» **Exercise prompt**
Copy all the material below, exactly as it stands.

======== Data excerpts

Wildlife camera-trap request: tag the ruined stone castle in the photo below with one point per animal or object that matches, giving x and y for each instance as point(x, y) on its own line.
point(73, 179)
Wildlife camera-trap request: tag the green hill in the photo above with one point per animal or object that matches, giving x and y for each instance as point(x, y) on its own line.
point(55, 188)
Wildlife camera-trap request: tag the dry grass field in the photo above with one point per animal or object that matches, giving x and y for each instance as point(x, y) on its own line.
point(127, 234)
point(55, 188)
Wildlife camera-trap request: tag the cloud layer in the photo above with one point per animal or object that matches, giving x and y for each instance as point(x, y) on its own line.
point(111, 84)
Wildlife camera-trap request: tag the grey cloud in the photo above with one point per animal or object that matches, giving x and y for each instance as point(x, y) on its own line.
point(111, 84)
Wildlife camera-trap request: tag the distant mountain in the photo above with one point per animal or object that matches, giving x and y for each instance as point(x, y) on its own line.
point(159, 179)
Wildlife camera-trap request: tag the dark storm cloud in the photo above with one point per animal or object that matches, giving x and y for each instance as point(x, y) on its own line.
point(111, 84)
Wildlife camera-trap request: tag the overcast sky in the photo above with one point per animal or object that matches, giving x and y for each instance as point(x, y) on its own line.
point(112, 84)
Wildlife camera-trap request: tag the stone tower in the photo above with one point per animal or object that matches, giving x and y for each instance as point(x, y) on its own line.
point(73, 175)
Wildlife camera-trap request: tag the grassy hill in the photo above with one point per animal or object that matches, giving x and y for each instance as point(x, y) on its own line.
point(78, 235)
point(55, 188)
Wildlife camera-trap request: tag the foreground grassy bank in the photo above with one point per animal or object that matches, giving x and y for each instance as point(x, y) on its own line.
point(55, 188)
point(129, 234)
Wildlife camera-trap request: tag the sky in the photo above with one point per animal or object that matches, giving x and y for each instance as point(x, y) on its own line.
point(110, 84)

================

» **Answer for this exercise**
Wildlife camera-trap request: tag the ruined stone castle in the photo below with one point per animal or object that matches, giving x and y for each instance as point(x, y) on its own line.
point(73, 179)
Wildlife camera-trap request: tag the green hill in the photo above with one point per animal or object that matches, giving x and y for each instance as point(x, y) on its own line.
point(55, 188)
Wildlife camera-trap request: tag the dry grass field in the photo above with one point per animal or object that matches, giving x and y for each instance as point(x, y) on its own line.
point(127, 234)
point(55, 188)
Wildlife camera-trap request: tag the cloud layer in the photo above with one point per animal or object that matches, giving x and y for each instance as point(x, y) on its own line.
point(111, 84)
Wildlife camera-trap request: tag the grey cloud in the photo above with one point per animal or object that matches, giving x and y for each instance as point(x, y) on its own line.
point(111, 84)
Wildlife camera-trap request: tag the distant mountain in the photo above with one point per animal or object that matches, giving x and y for each instance as point(x, y) on its own line.
point(159, 179)
Wildlife camera-trap request: tag the dark storm cloud in the photo above with one point per animal or object that matches, giving x and y for each instance as point(x, y) on its own line.
point(111, 84)
Wildlife camera-trap request: tag the overcast sky in the photo above with one point per animal or object that matches, giving x and y for each instance as point(x, y) on its own line.
point(112, 84)
Wildlife camera-trap request: tag the stone tower in the photo above with one point per animal or object that matches, giving x and y for each instance as point(x, y) on its own line.
point(73, 175)
Wildlife camera-trap request: tag the grassy hill in the photo above with one point per animal or object that matches, giving x and y for each instance as point(x, y) on its own line.
point(78, 235)
point(55, 188)
Wildlife camera-trap request: tag the foreground grassy bank in the photo above with one point per animal or object that matches, giving x and y for each instance as point(x, y) on its own line.
point(55, 188)
point(129, 234)
Wildlife camera-trap request: tag the sky in the photo above with one point per animal or object that matches, giving x and y for each instance as point(x, y) on its own line.
point(110, 84)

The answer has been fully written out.